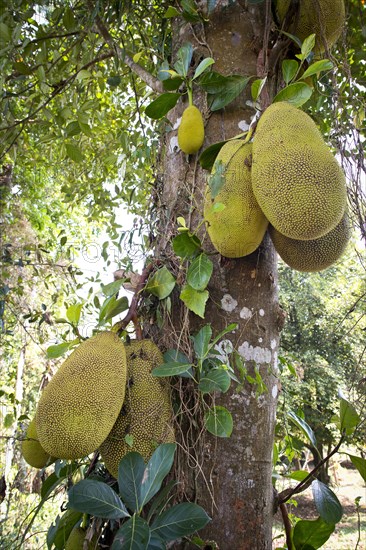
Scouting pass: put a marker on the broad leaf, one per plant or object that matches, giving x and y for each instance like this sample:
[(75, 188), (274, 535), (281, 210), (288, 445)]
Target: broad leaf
[(297, 94), (130, 474), (162, 105), (311, 533), (215, 380), (133, 535), (156, 470), (195, 300), (179, 521), (97, 499), (219, 421), (161, 283), (326, 502), (199, 272), (303, 426)]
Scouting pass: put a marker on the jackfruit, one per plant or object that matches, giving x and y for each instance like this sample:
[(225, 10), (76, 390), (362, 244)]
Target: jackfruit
[(32, 451), (239, 228), (325, 18), (146, 414), (76, 540), (79, 406), (314, 255), (191, 131), (296, 180)]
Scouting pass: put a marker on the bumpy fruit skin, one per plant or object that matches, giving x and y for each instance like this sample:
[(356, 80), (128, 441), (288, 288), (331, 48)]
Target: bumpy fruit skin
[(146, 413), (296, 180), (76, 539), (191, 131), (32, 451), (239, 229), (79, 406), (314, 255), (325, 18)]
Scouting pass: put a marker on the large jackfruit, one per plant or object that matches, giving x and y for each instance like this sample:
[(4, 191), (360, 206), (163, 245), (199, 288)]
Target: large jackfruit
[(296, 180), (191, 131), (325, 18), (32, 451), (239, 228), (146, 414), (314, 255), (79, 406)]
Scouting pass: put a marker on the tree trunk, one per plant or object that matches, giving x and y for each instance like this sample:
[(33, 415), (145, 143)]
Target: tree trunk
[(230, 478)]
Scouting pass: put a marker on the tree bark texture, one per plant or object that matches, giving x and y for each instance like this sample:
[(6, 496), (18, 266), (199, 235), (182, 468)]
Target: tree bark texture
[(229, 477)]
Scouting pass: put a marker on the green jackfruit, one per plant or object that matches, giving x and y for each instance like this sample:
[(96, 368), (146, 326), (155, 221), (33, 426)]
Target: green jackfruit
[(313, 255), (79, 406), (325, 18), (239, 228), (76, 540), (191, 131), (296, 180), (146, 414), (32, 451)]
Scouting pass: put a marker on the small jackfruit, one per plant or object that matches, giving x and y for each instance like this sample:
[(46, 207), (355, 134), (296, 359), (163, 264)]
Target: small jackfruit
[(325, 18), (146, 414), (79, 406), (239, 228), (32, 451), (314, 255), (296, 180), (191, 131), (76, 540)]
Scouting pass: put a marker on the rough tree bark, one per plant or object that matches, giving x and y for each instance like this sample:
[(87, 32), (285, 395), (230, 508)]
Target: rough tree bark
[(230, 478)]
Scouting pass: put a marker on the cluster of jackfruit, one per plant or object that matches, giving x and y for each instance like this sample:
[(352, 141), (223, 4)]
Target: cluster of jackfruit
[(191, 131), (288, 177), (82, 406), (325, 18)]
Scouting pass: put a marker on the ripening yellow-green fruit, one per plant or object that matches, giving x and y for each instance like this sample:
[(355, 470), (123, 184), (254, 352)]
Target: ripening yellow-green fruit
[(146, 415), (237, 229), (32, 451), (296, 180), (314, 255), (79, 406), (191, 131), (325, 18)]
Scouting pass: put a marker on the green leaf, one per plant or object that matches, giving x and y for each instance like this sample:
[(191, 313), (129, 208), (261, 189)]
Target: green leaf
[(289, 69), (322, 65), (130, 474), (184, 58), (162, 105), (311, 533), (73, 313), (171, 369), (186, 245), (156, 470), (199, 272), (74, 152), (201, 341), (215, 380), (161, 283), (326, 502), (96, 498), (179, 521), (360, 464), (348, 416), (303, 426), (195, 300), (297, 94), (133, 535), (205, 63), (219, 421)]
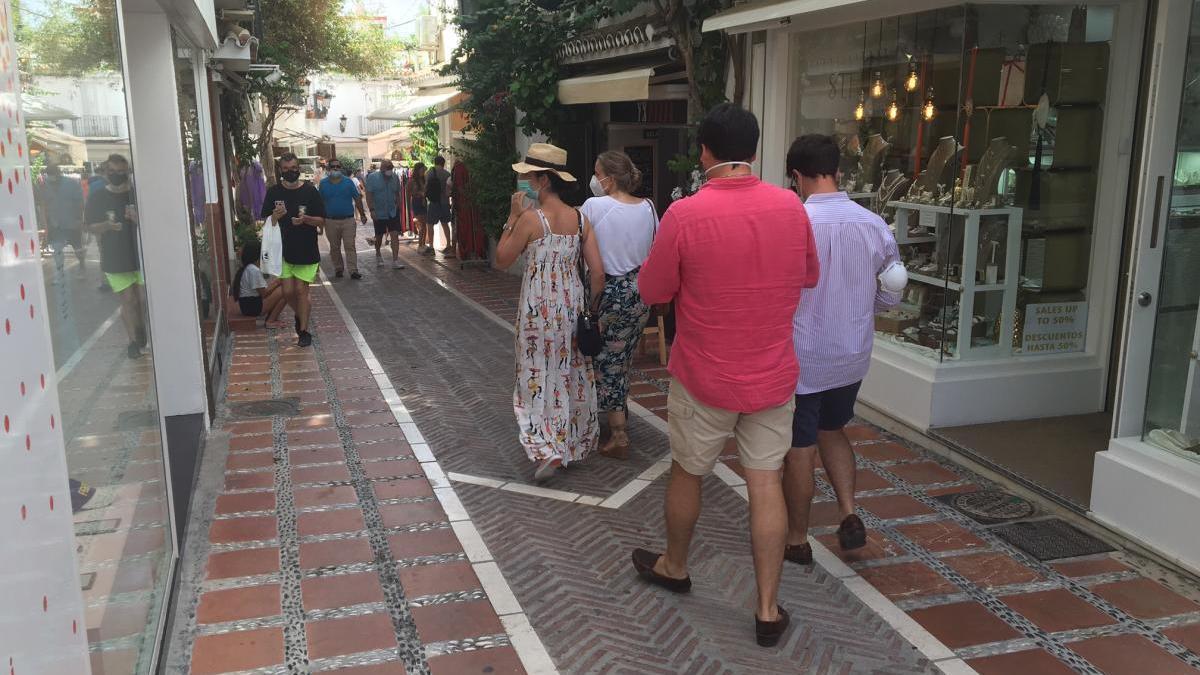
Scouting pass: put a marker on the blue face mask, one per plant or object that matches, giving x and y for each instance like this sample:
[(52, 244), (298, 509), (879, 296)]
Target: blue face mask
[(528, 189)]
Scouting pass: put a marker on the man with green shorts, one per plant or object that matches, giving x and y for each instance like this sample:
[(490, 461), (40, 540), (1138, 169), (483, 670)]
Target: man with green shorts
[(112, 215), (297, 205)]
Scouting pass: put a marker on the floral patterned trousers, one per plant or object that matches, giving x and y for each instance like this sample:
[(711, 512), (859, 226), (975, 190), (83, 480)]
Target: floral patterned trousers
[(623, 317)]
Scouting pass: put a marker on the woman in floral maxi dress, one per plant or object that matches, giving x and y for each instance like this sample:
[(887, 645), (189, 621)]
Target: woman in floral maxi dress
[(555, 398)]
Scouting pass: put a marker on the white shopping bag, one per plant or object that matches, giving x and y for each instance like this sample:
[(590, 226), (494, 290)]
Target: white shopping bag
[(273, 249)]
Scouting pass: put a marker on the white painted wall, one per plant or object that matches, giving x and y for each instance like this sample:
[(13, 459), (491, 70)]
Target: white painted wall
[(42, 625)]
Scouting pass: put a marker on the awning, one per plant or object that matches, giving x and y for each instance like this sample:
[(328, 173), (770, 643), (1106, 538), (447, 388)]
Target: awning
[(605, 88), (412, 107), (817, 13)]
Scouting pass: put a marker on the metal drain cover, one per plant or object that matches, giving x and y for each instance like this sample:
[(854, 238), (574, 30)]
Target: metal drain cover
[(1050, 539), (990, 507), (268, 407), (132, 419)]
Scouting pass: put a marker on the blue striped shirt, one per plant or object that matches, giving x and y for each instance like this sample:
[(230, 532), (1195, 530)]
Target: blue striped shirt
[(834, 326)]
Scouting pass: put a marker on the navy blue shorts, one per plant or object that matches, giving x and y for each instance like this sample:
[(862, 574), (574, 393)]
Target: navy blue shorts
[(822, 411)]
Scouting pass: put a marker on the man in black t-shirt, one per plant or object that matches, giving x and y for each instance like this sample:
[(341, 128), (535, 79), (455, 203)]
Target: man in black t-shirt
[(297, 205), (112, 215)]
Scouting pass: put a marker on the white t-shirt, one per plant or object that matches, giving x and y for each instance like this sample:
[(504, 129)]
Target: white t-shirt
[(624, 232), (251, 281)]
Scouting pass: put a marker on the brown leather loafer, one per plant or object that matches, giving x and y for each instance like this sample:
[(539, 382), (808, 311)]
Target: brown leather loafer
[(799, 554), (645, 561), (852, 533), (769, 632)]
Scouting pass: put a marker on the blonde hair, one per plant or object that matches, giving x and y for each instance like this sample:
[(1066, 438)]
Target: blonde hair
[(621, 169)]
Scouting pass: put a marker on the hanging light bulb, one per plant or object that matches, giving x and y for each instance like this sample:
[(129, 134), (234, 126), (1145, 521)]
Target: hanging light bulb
[(893, 108), (912, 81), (877, 87), (929, 111)]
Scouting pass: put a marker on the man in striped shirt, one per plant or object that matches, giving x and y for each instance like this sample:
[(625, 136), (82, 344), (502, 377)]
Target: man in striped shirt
[(834, 329)]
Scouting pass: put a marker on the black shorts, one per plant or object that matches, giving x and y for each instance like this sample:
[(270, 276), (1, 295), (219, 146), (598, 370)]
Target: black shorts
[(251, 306), (822, 411), (385, 225)]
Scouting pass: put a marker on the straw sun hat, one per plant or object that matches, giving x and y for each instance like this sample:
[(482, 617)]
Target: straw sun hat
[(544, 156)]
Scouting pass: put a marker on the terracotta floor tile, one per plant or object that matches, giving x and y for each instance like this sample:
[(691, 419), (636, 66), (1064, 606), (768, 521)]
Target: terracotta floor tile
[(415, 544), (990, 569), (455, 621), (241, 502), (319, 473), (339, 637), (877, 547), (1186, 635), (330, 521), (924, 473), (250, 481), (234, 604), (894, 506), (1129, 655), (243, 650), (906, 580), (1032, 662), (432, 579), (341, 590), (243, 530), (250, 460), (1057, 610), (885, 452), (964, 625), (499, 661), (941, 536), (342, 551), (325, 495), (1145, 598), (402, 489), (1104, 565), (395, 515), (243, 563), (858, 432)]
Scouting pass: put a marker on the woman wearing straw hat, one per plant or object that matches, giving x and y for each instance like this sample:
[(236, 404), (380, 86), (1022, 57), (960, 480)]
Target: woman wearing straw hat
[(555, 398)]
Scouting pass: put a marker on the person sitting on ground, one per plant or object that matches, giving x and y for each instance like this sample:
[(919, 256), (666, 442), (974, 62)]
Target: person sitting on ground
[(255, 294)]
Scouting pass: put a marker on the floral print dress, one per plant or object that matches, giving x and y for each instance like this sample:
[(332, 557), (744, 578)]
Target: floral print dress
[(556, 395)]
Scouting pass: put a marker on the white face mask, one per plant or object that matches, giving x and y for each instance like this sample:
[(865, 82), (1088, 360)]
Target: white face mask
[(597, 186)]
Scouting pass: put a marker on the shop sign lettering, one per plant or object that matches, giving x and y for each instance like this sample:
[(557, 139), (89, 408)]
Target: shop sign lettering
[(1055, 328)]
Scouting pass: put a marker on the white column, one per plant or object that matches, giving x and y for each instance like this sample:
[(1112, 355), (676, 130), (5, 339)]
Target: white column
[(160, 175)]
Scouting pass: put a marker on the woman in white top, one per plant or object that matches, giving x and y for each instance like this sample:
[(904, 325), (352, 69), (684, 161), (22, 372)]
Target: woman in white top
[(624, 227)]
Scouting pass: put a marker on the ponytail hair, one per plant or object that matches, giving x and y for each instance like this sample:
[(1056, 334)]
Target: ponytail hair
[(621, 169)]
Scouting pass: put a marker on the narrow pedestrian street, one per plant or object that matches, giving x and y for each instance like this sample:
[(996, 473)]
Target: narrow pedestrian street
[(384, 520)]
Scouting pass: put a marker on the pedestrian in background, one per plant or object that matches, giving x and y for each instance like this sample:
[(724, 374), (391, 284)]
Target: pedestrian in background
[(733, 257), (437, 191), (342, 198), (556, 395), (624, 227), (383, 199), (834, 330)]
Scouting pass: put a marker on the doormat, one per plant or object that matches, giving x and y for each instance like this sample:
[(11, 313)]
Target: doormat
[(1050, 539), (989, 507), (133, 419), (268, 407)]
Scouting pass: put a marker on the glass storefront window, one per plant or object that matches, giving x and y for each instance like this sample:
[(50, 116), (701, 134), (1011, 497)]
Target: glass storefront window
[(73, 106), (1173, 404), (973, 132)]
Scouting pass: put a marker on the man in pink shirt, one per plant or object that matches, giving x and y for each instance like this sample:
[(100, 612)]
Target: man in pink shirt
[(733, 258)]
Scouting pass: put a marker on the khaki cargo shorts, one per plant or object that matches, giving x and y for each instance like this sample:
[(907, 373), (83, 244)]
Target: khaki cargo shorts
[(699, 432)]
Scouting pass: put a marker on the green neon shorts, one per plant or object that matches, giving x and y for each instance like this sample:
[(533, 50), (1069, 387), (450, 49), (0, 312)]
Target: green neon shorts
[(304, 273), (121, 280)]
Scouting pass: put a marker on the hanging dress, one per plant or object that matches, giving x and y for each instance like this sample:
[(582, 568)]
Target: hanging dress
[(556, 396)]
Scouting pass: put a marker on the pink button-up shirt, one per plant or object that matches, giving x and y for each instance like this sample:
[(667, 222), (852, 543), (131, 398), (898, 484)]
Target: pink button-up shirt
[(733, 257)]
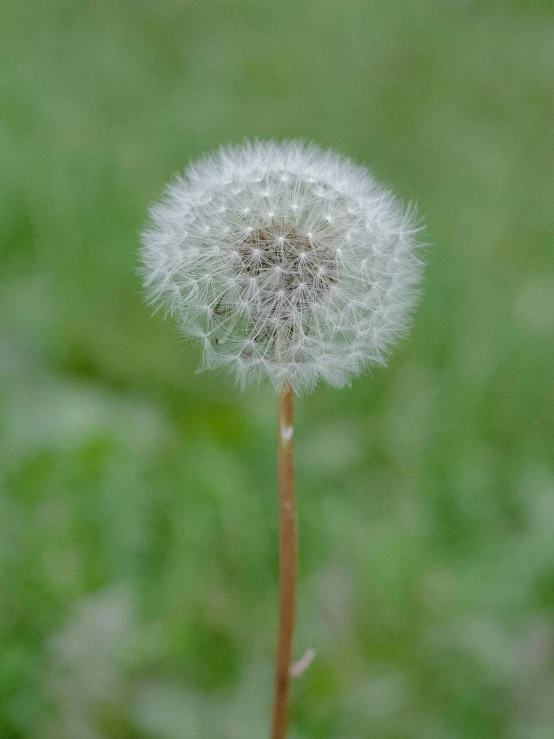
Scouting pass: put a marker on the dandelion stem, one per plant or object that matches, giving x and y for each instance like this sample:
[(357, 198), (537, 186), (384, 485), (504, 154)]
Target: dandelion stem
[(287, 562)]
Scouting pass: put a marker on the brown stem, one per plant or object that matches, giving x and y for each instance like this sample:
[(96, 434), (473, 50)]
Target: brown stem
[(287, 563)]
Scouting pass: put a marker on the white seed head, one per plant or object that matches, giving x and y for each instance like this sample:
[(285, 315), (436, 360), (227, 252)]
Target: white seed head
[(285, 260)]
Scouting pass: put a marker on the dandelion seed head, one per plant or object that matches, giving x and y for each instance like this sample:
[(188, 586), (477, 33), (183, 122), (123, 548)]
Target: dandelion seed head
[(287, 261)]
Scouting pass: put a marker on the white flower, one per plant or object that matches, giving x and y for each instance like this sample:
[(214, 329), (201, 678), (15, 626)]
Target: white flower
[(285, 261)]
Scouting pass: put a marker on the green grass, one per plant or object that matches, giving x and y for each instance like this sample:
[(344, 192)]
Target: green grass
[(137, 498)]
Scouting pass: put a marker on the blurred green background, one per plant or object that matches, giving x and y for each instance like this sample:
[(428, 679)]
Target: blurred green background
[(138, 550)]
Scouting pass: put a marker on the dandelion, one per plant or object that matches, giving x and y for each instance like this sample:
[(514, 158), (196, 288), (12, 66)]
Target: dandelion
[(288, 263)]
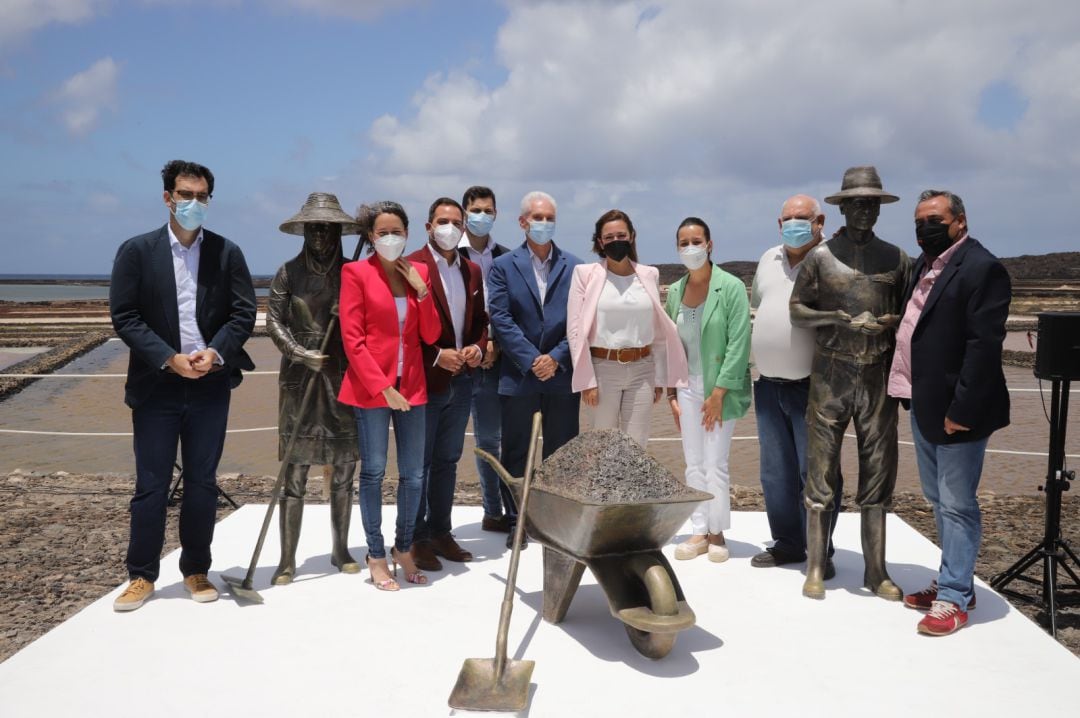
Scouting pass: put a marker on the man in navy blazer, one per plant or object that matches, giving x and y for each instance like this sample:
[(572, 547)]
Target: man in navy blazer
[(947, 370), (181, 299), (478, 246), (529, 288)]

● **WHAT THE EXERCISE ASKS**
Everything from the line with "[(6, 496), (18, 266), (199, 235), (182, 468)]" through the line with "[(191, 313), (129, 208), (261, 189)]" should be written out exactly as it appears above, end lines included, and nothing outside that range.

● **ANSWER BELOW**
[(6, 496), (18, 266), (199, 235), (182, 468)]
Target: tree bark texture
[(229, 477)]
Scouting pass: put a marker on the green jackfruit, one per plant or object that matches, giving x and y for each instance like this sample:
[(96, 368), (146, 326), (155, 221), (33, 426)]
Target: green jackfruit
[(313, 255), (79, 406), (325, 18), (239, 228), (76, 540), (191, 131), (296, 180), (146, 414), (32, 451)]
Scouting pass: put a marker on the small jackfruit, one per plant or object that matches, giving x and y for each instance like this sample:
[(46, 207), (355, 134), (296, 359), (163, 264)]
Target: small jackfruit
[(325, 18), (146, 414), (79, 406), (239, 228), (32, 451), (314, 255), (296, 180), (191, 131), (76, 540)]
Scouting pass: put a marker on the rough tree bark, one per plant or object that matches, giving x and y for each instance like this sample:
[(87, 32), (285, 395), (230, 508)]
Target: rough tree bark
[(230, 478)]
Scouting pass: put a marker on the cluster of jackfruit, one per plant or object that matches, giving x and y for each instance like this sample:
[(352, 141), (223, 4)]
Target: cluster of jackfruit
[(191, 131), (288, 177), (82, 406), (325, 18)]
Scouting pass: put a marker on the ripening yellow-green fruit, one per plant or object that matches, giving x and y for each instance like this sample:
[(355, 470), (123, 184), (254, 352)]
Target: ripening yellow-green fruit
[(146, 415), (237, 229), (32, 451), (296, 180), (314, 255), (79, 406), (191, 131), (325, 18)]
Scouting pass: put a marker on the green leaf, one per plant or object that matches, giving x and y for each instance like this sample:
[(191, 313), (129, 208), (261, 189)]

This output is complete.